» INSTRUCTIONS FOR THE TASK
Repeat these records exactly, pictures excluded.

Collected data:

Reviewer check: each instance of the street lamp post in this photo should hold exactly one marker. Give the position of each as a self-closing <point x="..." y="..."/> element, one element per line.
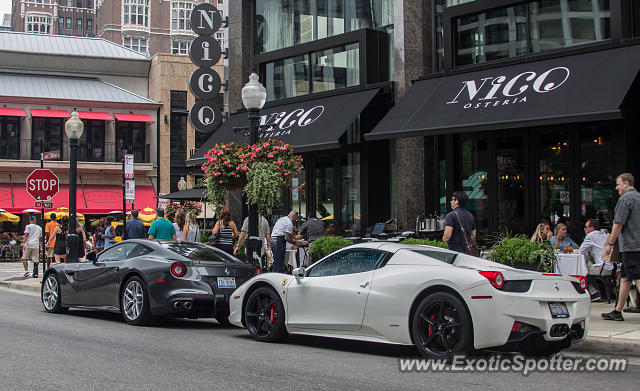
<point x="254" y="96"/>
<point x="74" y="128"/>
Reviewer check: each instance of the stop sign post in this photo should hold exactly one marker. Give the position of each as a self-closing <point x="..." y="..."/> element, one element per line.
<point x="42" y="184"/>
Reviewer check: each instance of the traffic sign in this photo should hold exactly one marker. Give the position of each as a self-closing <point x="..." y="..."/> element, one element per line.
<point x="42" y="184"/>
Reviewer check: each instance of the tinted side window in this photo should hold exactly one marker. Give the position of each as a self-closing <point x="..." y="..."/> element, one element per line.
<point x="348" y="262"/>
<point x="117" y="253"/>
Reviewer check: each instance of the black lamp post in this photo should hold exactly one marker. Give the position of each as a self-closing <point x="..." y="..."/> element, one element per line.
<point x="74" y="128"/>
<point x="253" y="97"/>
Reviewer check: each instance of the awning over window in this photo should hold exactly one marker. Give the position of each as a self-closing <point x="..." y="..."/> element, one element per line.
<point x="12" y="112"/>
<point x="50" y="113"/>
<point x="95" y="115"/>
<point x="91" y="199"/>
<point x="567" y="89"/>
<point x="310" y="125"/>
<point x="133" y="117"/>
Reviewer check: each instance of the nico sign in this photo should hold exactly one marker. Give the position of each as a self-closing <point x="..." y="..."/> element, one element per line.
<point x="204" y="82"/>
<point x="42" y="184"/>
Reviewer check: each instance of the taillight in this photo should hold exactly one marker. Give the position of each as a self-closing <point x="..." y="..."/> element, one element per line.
<point x="495" y="278"/>
<point x="582" y="282"/>
<point x="178" y="269"/>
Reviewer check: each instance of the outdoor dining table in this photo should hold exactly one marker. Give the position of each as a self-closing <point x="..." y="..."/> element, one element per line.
<point x="571" y="264"/>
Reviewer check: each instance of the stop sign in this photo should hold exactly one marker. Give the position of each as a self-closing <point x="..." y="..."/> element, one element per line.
<point x="42" y="184"/>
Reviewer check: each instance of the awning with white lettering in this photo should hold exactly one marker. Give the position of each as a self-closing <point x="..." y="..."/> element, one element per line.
<point x="309" y="125"/>
<point x="568" y="89"/>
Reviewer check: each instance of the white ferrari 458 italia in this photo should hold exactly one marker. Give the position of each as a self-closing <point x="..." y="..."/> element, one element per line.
<point x="441" y="301"/>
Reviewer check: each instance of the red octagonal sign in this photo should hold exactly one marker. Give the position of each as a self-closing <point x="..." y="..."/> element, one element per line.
<point x="42" y="184"/>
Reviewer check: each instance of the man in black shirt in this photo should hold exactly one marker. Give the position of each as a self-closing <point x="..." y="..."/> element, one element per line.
<point x="460" y="228"/>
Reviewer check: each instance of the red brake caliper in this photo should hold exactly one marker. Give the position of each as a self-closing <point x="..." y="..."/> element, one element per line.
<point x="431" y="328"/>
<point x="273" y="313"/>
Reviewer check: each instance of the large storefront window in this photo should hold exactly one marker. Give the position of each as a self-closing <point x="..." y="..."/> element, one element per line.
<point x="49" y="131"/>
<point x="532" y="27"/>
<point x="130" y="138"/>
<point x="285" y="23"/>
<point x="9" y="137"/>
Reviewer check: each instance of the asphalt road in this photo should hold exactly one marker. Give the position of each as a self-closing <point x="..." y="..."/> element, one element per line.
<point x="86" y="350"/>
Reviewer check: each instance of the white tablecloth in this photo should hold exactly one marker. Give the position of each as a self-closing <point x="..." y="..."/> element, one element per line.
<point x="571" y="265"/>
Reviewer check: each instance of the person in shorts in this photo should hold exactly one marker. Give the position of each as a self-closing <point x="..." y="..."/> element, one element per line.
<point x="48" y="233"/>
<point x="32" y="236"/>
<point x="626" y="230"/>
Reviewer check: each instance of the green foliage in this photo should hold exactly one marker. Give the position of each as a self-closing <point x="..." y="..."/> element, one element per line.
<point x="328" y="244"/>
<point x="263" y="187"/>
<point x="520" y="249"/>
<point x="435" y="243"/>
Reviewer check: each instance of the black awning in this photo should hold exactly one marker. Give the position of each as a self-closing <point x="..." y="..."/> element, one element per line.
<point x="575" y="88"/>
<point x="194" y="194"/>
<point x="310" y="125"/>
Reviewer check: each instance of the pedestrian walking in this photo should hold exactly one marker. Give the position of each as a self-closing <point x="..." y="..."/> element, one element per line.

» THE ANSWER
Reviewer check: each instance of the street lamp post in this photo should hold exactly one marker. Give the position of each as a self-closing <point x="..." y="..."/> element, one element per line.
<point x="254" y="96"/>
<point x="74" y="128"/>
Reviewer check: each instance of the stop sign post in this photo should hold exactly one marker. Give the position of each as a self-closing <point x="..." y="..."/> element, one element per line.
<point x="42" y="184"/>
Reviewer check: each instance of the traffic sign in this photo should hold exactly one marker. Give the position of each as a self-closing <point x="..." y="..."/> element, one element per line.
<point x="42" y="184"/>
Reviewer check: each instance of the tinted side window in this photo should hold exactly one marker. Give the position of each as a self-closing <point x="..." y="..."/> element, one element per line.
<point x="348" y="262"/>
<point x="117" y="253"/>
Reviewer check: each instance of the black lamp post in this photo should hold exactly one marker. Give the position of each as a self-closing <point x="..." y="..."/> element, one element per line.
<point x="74" y="128"/>
<point x="253" y="97"/>
Reviewer check: each instance of the awning over window in this photo should hold exactly one marker. Give the position of each as a self-closing <point x="..." y="..."/> element, one element per line.
<point x="12" y="112"/>
<point x="50" y="113"/>
<point x="95" y="115"/>
<point x="91" y="199"/>
<point x="567" y="89"/>
<point x="310" y="125"/>
<point x="133" y="117"/>
Reviewer check: each instance of the nico sign in this photo should hold exactly one marker. Give the position of each as a self-closing <point x="..." y="..."/> element, one element per line.
<point x="204" y="82"/>
<point x="42" y="184"/>
Reviewer check: each instance of the taillight in this photo should hold exactly one marker. Give the position of each as a self-closing <point x="..." y="..."/> element, one element per line.
<point x="495" y="278"/>
<point x="582" y="282"/>
<point x="178" y="269"/>
Reviewer check: each instance of the outdoor dining table in this photo should hold exactly one marker. Give the position of each as a self-closing <point x="..." y="..."/> element, one element per line.
<point x="571" y="264"/>
Reviewer check: each instance of the stop sign in this photo should hold exactly one marker. Give the position of each as a self-closing <point x="..." y="..."/> element, one element per line.
<point x="42" y="184"/>
Reviewer check: each instance of the awning with white lettering in this photo should hold exactly one marker. Give the position of each as a self-closing <point x="..." y="..."/> element, one element per line.
<point x="309" y="125"/>
<point x="568" y="89"/>
Reviewer check: each instance of the white ferrari 458 italia in this photo should hold exactly one marker. Give the position of each as a self-closing <point x="..." y="..."/> element, one element per line.
<point x="441" y="301"/>
Reviewer check: each instance of the red octagonal sign in this photo should hold exactly one marker. Give the position of each as a self-closing <point x="..." y="..."/> element, one element per line.
<point x="42" y="184"/>
Reviewer check: each instance of the man in black shirt in this photo should hold exactly one marker. Give the position of each as a self-closing <point x="..." y="..."/> element, one element per line.
<point x="460" y="228"/>
Reviewer check: each instance of the red brake caliper in this photo should hold exactly one marker. Give the position of each as a self-closing <point x="..." y="..."/> element, one element per line.
<point x="431" y="328"/>
<point x="273" y="313"/>
Reviewer check: each instance of the large storefront window in this photo should hold exactly one marker. Give the position of each as a self-closing <point x="..." y="..."/> element, one element per line.
<point x="49" y="131"/>
<point x="532" y="27"/>
<point x="130" y="138"/>
<point x="285" y="23"/>
<point x="9" y="137"/>
Reviewer check: each instance of the asphalt road in this photo should hold exactly one marker. Give the position of each as a self-closing <point x="..." y="..."/> element, one element per line.
<point x="86" y="350"/>
Reviewer check: each instance of the white tablecloth in this photo should hold exactly one marker. Give the position of each as a self-closing <point x="..." y="..."/> element, one element per line.
<point x="571" y="265"/>
Reviewer check: each instance of the person in shorts in this photo should hold exactly one marker. Give the position of each as a self-closing <point x="..." y="..."/> element, one element per line.
<point x="48" y="233"/>
<point x="32" y="236"/>
<point x="626" y="230"/>
Reviewer check: each instance of the green foliage in this photo should hold exactly one marker. Give the position of each as a self-closing <point x="..." y="..."/> element, one element per line.
<point x="328" y="244"/>
<point x="263" y="187"/>
<point x="520" y="249"/>
<point x="435" y="243"/>
Reviewer check: each instance of the black awning in this photo should hold exactly one marker. Give the position of each as a self-closing <point x="..." y="..."/> element, one element per line.
<point x="575" y="88"/>
<point x="194" y="194"/>
<point x="310" y="125"/>
Reviewer check: each instance of the pedestrian walking in this photo should hold exactly one marker. Give the position of each as a self-closing <point x="..." y="..."/> element, one element per line.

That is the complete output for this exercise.